*Set exercise*. Gather each line of the listing below that contains the string "cumulus". Matches are case-sensitive.

*Records supplied*.

-=-=-=-=-

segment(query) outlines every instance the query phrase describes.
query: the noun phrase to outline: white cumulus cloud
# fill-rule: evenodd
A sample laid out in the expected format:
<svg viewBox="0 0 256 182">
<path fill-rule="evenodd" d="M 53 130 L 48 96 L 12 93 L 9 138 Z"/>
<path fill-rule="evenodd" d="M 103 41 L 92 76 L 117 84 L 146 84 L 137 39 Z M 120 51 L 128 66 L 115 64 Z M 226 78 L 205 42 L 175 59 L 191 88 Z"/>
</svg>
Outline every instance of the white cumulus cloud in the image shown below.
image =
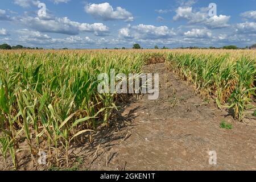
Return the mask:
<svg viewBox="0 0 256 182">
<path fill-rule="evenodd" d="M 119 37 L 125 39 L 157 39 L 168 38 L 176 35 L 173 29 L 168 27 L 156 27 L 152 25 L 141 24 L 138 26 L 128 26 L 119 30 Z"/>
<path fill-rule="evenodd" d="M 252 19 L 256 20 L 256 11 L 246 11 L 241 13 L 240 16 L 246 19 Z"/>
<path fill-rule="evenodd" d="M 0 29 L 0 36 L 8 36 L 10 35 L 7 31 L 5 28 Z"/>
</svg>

-=-=-=-=-

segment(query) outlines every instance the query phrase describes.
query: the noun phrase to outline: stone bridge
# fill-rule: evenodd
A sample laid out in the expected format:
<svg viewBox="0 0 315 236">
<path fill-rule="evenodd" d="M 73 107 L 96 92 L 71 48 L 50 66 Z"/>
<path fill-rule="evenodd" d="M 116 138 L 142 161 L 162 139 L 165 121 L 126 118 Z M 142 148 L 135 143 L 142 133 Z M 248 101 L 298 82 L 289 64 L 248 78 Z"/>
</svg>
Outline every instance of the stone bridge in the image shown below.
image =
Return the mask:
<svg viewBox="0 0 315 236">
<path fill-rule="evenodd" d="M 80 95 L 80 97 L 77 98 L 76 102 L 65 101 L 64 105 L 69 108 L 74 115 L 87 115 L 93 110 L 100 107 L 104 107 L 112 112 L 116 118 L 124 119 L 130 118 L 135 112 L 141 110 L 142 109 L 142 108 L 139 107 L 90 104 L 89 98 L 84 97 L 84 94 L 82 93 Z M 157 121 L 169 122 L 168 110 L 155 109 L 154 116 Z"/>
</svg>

-=-=-=-=-

*Reply*.
query: the noun phrase to outline: white cumulus cloud
Outline every instance of the white cumulus cloud in the image shown below.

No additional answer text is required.